═════ Supplied data

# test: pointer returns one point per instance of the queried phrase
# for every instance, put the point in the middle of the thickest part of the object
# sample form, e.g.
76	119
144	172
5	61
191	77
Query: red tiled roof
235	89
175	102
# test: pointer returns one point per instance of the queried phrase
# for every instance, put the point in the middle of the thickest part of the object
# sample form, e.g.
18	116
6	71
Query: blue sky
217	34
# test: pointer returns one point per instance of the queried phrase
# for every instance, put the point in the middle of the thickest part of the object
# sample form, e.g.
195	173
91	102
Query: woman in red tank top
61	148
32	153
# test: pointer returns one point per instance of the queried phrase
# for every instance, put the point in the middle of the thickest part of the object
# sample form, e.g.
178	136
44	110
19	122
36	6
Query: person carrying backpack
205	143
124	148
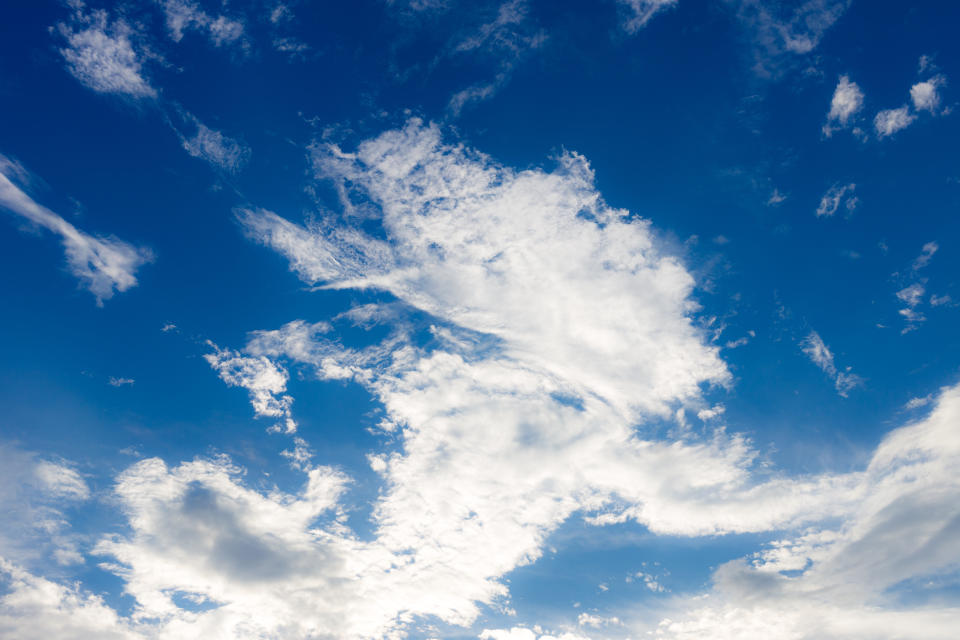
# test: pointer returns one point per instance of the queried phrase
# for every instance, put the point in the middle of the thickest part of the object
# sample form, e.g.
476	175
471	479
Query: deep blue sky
706	121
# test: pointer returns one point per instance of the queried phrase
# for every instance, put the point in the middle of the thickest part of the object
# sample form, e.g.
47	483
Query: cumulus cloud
912	295
639	12
265	381
816	349
186	15
509	38
846	579
781	30
846	103
33	608
889	121
559	330
33	495
926	95
835	196
214	147
101	55
103	264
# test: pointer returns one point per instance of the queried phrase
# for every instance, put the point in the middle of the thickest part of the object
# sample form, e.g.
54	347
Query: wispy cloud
186	15
509	38
104	265
819	353
889	121
640	12
835	196
782	30
846	103
101	55
214	147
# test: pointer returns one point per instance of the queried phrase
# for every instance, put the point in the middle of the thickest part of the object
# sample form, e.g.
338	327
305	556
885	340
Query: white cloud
912	295
214	147
509	38
889	121
186	15
926	254
559	329
782	30
926	95
33	608
265	381
902	533
846	103
100	54
776	198
833	198
819	353
33	495
916	403
104	264
641	11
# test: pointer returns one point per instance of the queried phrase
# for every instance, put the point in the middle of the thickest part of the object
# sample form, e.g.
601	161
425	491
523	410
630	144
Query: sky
510	320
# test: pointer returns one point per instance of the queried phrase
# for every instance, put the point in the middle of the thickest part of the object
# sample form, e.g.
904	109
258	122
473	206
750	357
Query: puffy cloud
846	103
641	11
912	295
185	15
33	608
214	147
265	381
845	580
833	198
495	251
926	254
103	264
889	121
509	38
558	329
100	54
783	30
926	95
816	349
33	495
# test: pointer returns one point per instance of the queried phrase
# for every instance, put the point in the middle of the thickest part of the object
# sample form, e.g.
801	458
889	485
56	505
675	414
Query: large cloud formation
538	340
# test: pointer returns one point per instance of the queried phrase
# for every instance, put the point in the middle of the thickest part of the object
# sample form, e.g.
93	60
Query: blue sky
508	320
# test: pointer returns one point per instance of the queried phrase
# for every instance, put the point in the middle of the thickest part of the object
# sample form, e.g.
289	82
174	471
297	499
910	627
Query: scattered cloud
186	15
781	30
100	54
835	196
33	496
509	38
889	121
214	147
912	295
816	349
265	381
639	12
926	95
916	403
845	579
776	198
847	102
104	265
926	254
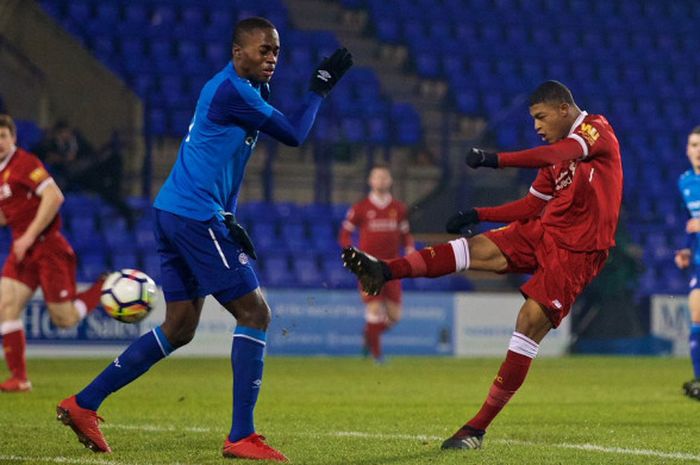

══════════

• Problem statement:
Pull out every line above that contains the word "cloud", matching its upper- and lowercase letters exactly.

• The result:
Query: cumulus cloud
Query: wispy cloud
Query: white cloud
Query: puffy cloud
Query: large cloud formation
Query: scattered cloud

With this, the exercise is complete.